▶ Text zum Lesen:

# # # # #

Die Beschäftigungsmöglichkeiten für abgehende Bauernkinder waren auch in Niederbayern noch bis etwa Mitte des 20. Jahrhunderts dünn gesät.

Da war der Granitabbau um Patersdorf nördlich von Deggendorf trotz schwerster körperlicher Arbeit eine willkommene Alternative zur Gründung einer Familie mit der Möglichkeit, auch ein eigenes Anwesen zu erwerben.

Allerdings zeigte sich fast durchweg die Schattenseite dieses Berufszweiges: Durch die ständige Feinstaubbelastung bei der Arbeit im Steinbruch stellte sich nahezu zwangsläufig die gefürchtete Silikose ein, die nicht selten in einem tödlichen Lungenkrebs endete.

# # # # #

[Daten zum Verorten von Begriffen]
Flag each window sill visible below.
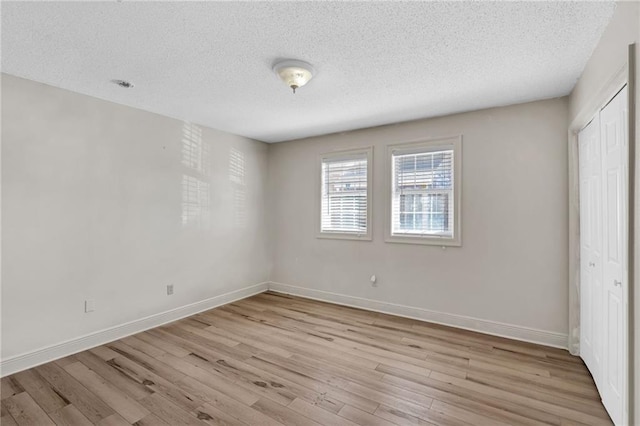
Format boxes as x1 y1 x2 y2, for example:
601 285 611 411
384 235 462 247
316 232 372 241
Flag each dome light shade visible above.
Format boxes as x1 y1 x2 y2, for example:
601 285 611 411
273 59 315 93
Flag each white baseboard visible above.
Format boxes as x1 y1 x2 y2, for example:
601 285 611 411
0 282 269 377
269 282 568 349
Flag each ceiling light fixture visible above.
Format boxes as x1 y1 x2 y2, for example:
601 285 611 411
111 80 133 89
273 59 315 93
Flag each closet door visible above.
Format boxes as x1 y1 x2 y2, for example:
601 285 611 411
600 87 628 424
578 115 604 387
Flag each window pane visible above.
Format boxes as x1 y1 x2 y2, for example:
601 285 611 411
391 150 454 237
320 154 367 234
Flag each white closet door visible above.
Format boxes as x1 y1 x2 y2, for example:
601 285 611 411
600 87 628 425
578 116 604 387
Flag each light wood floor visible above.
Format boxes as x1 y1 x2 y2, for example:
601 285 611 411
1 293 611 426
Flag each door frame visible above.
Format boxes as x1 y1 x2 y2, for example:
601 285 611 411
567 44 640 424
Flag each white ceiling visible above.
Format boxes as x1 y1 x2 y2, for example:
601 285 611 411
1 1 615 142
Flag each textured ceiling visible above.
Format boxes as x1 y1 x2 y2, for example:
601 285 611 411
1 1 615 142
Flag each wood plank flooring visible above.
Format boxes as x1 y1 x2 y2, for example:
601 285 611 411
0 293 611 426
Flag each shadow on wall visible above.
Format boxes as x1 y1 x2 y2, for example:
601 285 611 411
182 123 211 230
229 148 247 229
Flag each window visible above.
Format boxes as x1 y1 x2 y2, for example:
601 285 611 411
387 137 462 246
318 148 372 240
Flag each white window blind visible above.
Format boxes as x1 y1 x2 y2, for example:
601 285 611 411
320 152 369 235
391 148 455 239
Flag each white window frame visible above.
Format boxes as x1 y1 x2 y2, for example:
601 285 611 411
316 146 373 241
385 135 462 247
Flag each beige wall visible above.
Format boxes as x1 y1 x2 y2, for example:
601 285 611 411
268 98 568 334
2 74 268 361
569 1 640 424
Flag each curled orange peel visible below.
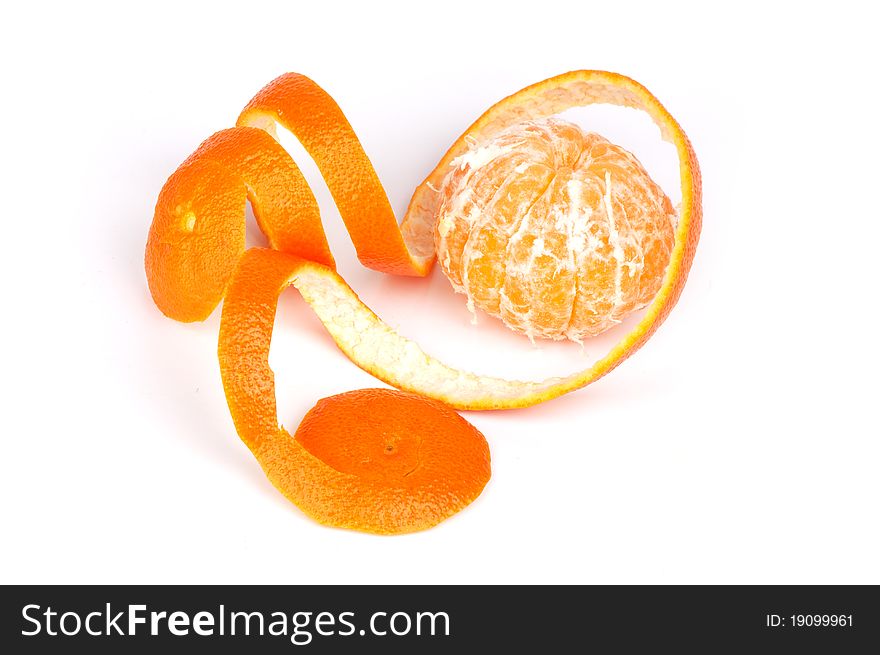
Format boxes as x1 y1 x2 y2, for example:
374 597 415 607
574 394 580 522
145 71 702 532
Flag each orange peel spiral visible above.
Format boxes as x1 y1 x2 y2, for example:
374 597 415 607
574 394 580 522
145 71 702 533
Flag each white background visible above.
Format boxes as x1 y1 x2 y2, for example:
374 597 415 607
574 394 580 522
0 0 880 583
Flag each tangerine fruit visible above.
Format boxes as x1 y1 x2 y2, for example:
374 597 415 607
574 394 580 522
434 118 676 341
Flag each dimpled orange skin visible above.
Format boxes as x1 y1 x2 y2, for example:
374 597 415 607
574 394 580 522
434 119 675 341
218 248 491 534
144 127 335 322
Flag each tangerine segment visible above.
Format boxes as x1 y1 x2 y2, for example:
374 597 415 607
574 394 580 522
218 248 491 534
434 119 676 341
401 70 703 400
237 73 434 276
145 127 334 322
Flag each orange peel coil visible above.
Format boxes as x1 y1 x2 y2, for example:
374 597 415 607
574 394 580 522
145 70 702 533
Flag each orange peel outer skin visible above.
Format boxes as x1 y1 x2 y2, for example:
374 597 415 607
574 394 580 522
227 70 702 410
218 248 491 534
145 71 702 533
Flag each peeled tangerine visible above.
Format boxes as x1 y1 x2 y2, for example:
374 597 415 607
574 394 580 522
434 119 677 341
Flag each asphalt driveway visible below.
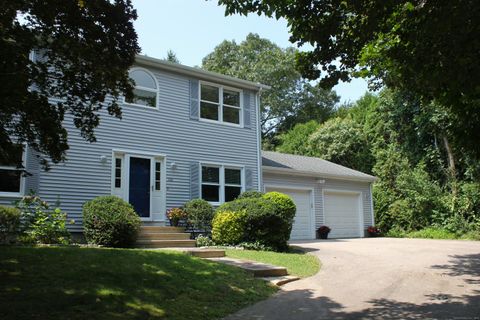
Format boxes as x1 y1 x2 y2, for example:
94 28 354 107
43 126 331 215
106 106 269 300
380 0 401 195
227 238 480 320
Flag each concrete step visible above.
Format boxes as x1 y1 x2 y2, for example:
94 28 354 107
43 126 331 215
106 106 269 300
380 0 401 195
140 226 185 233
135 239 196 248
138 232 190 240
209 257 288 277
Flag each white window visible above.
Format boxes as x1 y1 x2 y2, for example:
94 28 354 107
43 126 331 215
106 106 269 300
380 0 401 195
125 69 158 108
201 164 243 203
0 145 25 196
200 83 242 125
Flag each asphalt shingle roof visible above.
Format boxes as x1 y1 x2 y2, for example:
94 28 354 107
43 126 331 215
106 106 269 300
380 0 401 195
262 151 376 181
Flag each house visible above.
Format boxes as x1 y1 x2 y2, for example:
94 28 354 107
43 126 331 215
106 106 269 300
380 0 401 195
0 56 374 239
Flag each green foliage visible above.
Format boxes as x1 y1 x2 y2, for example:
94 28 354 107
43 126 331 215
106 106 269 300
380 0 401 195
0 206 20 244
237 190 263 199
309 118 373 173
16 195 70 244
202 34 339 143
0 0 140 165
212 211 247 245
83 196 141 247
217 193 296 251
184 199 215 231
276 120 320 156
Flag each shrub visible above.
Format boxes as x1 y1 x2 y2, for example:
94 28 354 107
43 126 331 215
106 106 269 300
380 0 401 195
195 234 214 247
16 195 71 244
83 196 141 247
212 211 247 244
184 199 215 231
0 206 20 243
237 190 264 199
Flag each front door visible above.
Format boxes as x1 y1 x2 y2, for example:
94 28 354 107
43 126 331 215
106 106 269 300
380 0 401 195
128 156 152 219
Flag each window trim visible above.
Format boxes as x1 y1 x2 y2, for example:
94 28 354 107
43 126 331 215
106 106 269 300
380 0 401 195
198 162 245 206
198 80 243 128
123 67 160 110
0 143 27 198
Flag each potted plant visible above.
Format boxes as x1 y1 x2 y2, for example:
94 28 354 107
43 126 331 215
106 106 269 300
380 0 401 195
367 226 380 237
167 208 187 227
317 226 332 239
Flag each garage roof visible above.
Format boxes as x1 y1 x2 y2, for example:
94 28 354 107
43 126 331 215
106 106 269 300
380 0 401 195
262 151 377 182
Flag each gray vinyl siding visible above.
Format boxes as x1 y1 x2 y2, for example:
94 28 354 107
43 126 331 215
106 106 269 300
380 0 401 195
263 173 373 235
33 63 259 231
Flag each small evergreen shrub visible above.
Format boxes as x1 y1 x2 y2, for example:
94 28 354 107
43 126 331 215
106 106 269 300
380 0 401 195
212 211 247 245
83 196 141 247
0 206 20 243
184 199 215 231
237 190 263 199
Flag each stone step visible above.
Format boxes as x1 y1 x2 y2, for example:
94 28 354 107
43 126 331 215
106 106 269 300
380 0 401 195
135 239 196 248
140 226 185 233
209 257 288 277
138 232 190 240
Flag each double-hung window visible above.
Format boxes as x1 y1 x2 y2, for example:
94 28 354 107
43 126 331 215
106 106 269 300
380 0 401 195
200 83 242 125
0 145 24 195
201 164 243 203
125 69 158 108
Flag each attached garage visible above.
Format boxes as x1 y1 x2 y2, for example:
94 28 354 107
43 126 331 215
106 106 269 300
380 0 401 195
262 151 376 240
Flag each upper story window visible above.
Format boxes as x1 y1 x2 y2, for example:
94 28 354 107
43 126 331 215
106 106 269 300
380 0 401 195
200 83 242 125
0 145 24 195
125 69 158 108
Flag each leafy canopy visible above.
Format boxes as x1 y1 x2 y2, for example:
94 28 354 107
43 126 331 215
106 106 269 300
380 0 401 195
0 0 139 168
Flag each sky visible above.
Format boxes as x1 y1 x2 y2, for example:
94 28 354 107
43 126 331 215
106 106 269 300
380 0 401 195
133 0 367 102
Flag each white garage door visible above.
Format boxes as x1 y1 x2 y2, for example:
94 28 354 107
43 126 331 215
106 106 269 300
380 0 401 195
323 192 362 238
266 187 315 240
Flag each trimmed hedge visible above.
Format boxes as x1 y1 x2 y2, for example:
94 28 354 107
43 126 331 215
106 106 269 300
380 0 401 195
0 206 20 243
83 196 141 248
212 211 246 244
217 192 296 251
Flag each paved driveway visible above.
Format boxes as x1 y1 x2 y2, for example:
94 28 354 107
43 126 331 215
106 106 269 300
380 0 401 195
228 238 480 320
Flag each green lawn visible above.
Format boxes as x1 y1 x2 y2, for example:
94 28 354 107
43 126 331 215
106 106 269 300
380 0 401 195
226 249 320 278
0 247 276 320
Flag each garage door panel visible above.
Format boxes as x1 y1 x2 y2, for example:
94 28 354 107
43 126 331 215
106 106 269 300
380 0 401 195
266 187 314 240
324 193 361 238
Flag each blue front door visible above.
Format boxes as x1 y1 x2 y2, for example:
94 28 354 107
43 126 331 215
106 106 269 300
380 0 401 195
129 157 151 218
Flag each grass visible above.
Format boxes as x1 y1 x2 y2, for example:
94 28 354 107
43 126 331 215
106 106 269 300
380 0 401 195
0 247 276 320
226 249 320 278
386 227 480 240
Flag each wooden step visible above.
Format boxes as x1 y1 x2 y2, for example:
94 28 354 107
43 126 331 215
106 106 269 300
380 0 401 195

# # # # #

▶ Arbeitsauftrag:
Schreib im Text über den Granitabbau die Stelle von „Da war der Granitabbau“ bis „tödlichen Lungenkrebs endete.“ noch einmal ab und benenne dabei „Steinbruch“ in „Granitbruch“ um.

▶ Deine Lösung:
Da war der Granitabbau um Patersdorf nördlich von Deggendorf trotz schwerster körperlicher Arbeit eine willkommene Alternative zur Gründung einer Familie mit der Möglichkeit, auch ein eigenes Anwesen zu erwerben.

Allerdings zeigte sich fast durchweg die Schattenseite dieses Berufszweiges: Durch die ständige Feinstaubbelastung bei der Arbeit im Granitbruch stellte sich nahezu zwangsläufig die gefürchtete Silikose ein, die nicht selten in einem tödlichen Lungenkrebs endete.